[Location identification items]
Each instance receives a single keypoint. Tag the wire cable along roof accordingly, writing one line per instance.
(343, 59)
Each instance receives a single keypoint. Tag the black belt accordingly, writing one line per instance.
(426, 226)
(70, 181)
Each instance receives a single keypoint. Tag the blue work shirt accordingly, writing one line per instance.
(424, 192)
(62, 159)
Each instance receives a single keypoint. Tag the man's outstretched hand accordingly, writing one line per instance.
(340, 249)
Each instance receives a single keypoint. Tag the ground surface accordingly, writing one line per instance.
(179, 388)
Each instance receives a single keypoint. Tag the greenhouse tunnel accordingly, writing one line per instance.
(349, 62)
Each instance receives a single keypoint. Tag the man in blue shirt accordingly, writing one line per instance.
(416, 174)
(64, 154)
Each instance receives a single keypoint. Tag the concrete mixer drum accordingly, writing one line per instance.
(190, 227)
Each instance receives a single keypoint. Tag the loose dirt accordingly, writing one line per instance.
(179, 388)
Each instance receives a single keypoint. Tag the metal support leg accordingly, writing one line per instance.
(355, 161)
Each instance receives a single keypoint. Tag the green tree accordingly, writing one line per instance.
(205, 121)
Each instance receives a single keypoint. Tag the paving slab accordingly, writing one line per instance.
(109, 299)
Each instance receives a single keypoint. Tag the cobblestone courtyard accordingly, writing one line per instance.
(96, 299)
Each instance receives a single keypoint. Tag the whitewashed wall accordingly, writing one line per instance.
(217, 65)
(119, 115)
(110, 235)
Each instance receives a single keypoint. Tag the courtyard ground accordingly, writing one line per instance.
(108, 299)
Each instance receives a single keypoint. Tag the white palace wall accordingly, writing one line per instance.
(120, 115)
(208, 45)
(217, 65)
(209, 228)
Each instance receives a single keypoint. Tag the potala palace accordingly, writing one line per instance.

### Written request
Exactly reproduce every line of the records.

### The solution
Each instance receives a single keypoint. Tag the wire cable along roof accordingly, writing one line per instance.
(343, 59)
Each instance receives a single keypoint. Tag the black belt accordingly, writing one line per instance.
(426, 226)
(70, 181)
Each instance receives a single keypoint. Tag the blue work shirt accordingly, writing one line per instance.
(424, 192)
(62, 159)
Each instance receives a single keypoint. Tag the man's outstretched hand accordingly, writing one line per instance.
(340, 249)
Each instance receives a single keypoint. Tag the ground surface accordingly, writing one line per instance.
(179, 388)
Each instance receives a single keypoint. Tag the greenhouse tunnel accordingly, writing one line per instance.
(349, 62)
Each instance receives a single keypoint. Tag the man in blue shirt accordingly, writing one line per instance.
(416, 174)
(64, 154)
Each instance receives a single keypoint. Tag the concrete mixer drum accordingly, writing one line per instance.
(190, 227)
Each instance receives a single keypoint. Tag the loose dirt accordingly, writing one line per instance.
(179, 388)
Each instance receives a single keypoint. Tag the metal support leg accordingly, writing one line per instance.
(355, 161)
Each instance receives a single keypoint. Tag the green tree accordingly, writing one line per instance.
(205, 121)
Each instance receives a single keypoint. Tag the paving slab accordingly, writing one line per instance.
(109, 299)
Each instance receives a single keypoint. Tag the cobblestone courtyard accordingly, writing one line per instance.
(96, 299)
Each instance receives a single keypoint. Tag the whitewashed wall accordingly, writing one line per instance.
(217, 65)
(119, 115)
(110, 235)
Each instance receives a single keypoint. Tag the courtyard ground accordingly, writing one line per instance.
(108, 299)
Each instance receives a single keypoint. Tag the white palace wall accordingly, writing one line per instance.
(120, 115)
(208, 45)
(217, 65)
(209, 228)
Each instance receives a single keypoint. Tag the potala palace accordingly, writing one line per instance.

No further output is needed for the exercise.